** PASSAGE PROVIDED **
BEGIN

Hi Meaningful Leaders,
Welcome to the second week of March. By now, your Q1 calendar is likely a disaster. Between “quick syncs,” status updates, and legacy meetings, most leaders have lost the one thing they actually need to drive strategy: Time. If your schedule is 90% reactive, you aren’t leading—you’re just responding.
A meaningful leader serves their team by being focused, not just busy. You provide the most value when you have the mental bandwidth to solve complex problems, not when you’re simply the most “available” person on Slack or Chat.
The Framework: Calendar Surgery
Go back through the last two weeks of your calendar. Categorize every meeting:
- Investment: Deep work, strategy, and 1-on-1 coaching.
- Expense: Status updates, “FYI” meetings, and administrative clutter.

How to De-Scale Your Schedule
1. Apply the “Rule of 40”

END

** APPLY WHAT YOU READ **
a: Transcribe the part of the newsletter starting with "The Framework: Calendar" and going on through "and 1-on-1 coaching.".
b: Do these statements agree with the newsletter on calendar time? (i) Most leaders have lost the time they need to drive strategy. (ii) Status updates belong to the Investment category. (iii) Readers should review the last month of their calendar. For each, answer yes or no and quote the deciding words.

** SUPPLIED DATA **
BEGIN

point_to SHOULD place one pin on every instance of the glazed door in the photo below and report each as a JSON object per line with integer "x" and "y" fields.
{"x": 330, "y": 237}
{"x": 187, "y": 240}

END

** ANSWERS TO THE PROBLEMS **
a:
The Framework: Calendar Surgery
Go back through the last two weeks of your calendar. Categorize every meeting:
- Investment: Deep work, strategy, and 1-on-1 coaching.

b:
(i) Yes: "most leaders have lost the one thing they actually need to drive strategy: Time."
(ii) No: "Expense: Status updates, “FYI” meetings, and administrative clutter."
(iii) No: "Go back through the last two weeks of your calendar."